- **Aim of the task**
Could you please count how many lines in the data below hold the string "yellow"? Reply with only the number.

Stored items
________________

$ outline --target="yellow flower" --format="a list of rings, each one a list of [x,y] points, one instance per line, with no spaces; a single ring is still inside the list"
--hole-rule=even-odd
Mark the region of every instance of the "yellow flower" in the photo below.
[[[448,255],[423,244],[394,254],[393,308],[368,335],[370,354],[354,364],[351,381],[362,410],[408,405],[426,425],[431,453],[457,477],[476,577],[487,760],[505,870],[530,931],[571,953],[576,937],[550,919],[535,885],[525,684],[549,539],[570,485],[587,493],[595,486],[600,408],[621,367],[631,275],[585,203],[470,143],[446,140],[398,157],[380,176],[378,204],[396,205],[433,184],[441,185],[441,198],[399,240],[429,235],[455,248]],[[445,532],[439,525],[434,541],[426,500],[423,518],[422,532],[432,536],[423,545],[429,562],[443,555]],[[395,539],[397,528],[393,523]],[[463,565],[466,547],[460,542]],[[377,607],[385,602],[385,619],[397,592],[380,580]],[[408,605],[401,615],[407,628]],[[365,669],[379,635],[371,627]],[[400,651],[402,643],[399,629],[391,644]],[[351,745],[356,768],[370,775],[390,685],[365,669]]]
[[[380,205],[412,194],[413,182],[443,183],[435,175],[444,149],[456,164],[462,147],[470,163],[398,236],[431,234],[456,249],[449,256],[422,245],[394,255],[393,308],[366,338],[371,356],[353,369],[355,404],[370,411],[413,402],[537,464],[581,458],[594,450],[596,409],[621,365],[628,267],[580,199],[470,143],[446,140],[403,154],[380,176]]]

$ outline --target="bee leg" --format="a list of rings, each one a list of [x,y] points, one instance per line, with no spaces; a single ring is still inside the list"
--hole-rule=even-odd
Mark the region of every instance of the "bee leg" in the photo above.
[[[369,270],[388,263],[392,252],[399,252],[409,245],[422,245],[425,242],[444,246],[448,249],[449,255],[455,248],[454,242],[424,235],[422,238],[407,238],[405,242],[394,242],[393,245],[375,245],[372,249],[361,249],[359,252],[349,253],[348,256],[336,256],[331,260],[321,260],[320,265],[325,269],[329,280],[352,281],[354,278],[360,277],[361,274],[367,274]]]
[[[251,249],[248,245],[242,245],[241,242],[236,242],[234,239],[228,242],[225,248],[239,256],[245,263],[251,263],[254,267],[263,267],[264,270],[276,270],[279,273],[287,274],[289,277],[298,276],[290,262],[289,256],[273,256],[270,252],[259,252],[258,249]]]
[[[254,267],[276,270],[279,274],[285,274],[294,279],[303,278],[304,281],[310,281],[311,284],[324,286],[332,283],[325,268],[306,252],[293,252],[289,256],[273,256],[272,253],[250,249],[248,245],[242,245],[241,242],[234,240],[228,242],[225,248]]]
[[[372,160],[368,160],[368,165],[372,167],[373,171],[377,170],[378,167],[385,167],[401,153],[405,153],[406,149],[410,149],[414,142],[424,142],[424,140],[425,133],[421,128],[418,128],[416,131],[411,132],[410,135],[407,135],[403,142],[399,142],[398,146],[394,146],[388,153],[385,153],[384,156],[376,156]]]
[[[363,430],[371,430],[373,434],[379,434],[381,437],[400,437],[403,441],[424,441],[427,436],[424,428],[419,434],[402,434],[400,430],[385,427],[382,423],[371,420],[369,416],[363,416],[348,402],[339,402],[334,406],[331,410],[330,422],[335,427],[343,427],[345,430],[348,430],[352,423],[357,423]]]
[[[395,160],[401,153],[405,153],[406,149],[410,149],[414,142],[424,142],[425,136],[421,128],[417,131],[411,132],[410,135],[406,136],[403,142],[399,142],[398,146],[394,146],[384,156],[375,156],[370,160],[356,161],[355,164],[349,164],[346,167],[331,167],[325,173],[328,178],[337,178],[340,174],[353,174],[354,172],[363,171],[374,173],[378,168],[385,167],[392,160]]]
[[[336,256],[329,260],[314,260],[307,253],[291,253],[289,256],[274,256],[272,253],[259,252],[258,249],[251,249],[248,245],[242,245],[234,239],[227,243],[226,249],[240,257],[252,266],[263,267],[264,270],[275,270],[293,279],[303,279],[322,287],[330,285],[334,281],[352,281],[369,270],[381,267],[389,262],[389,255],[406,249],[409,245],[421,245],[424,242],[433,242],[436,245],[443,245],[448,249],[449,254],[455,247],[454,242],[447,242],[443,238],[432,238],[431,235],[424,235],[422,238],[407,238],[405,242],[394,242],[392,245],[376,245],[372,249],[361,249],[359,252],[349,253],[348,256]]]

________________

- **Response**
2